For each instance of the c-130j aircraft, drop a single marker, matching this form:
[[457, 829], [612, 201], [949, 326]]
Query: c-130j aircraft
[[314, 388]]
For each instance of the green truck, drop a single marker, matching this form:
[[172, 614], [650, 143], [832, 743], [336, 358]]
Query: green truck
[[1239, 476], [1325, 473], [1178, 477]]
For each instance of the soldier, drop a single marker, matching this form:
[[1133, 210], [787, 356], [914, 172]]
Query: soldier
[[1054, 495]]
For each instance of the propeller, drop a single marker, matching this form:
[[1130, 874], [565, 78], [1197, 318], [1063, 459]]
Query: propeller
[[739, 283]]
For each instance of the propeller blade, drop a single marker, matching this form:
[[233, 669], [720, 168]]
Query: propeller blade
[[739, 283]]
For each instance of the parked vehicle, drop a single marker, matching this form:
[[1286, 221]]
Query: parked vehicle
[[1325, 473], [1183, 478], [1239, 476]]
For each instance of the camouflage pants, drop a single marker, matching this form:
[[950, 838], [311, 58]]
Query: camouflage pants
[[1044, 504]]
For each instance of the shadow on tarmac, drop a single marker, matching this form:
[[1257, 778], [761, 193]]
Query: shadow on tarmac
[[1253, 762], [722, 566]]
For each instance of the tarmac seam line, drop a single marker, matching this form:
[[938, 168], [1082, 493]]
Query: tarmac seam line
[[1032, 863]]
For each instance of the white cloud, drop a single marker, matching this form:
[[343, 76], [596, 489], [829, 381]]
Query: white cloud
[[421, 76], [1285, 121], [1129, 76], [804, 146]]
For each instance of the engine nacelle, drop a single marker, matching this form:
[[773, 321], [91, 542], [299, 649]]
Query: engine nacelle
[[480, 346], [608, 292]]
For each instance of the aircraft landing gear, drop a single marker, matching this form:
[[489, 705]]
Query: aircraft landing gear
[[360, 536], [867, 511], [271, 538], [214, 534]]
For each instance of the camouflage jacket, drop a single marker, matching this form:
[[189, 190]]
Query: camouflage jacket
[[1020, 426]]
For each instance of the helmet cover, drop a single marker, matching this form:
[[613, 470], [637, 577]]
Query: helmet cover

▶ [WHAT THIS TASK INVOLVES]
Rewrite everything in the material from the line containing "For each instance of the propeller, drop" down to the line containing "[[1325, 473], [1183, 478], [1239, 476]]", both lines included, as a numbered list with any blank lines left out.

▶ [RESULT FOR THIS TASK]
1. For each instance of the propeller, drop a single marker, matching this form:
2. [[1130, 874], [565, 78], [1197, 318], [1063, 459]]
3. Query: propeller
4. [[739, 283]]
5. For each instance of the propeller blade, drop a single marker, matching this form:
6. [[233, 669], [720, 168]]
7. Query: propeller blade
8. [[739, 283]]
9. For each instance of the parked vehicle, drop a single marker, matching this form:
10. [[1286, 221]]
11. Query: parked vehicle
12. [[1325, 473], [1183, 478], [1239, 476]]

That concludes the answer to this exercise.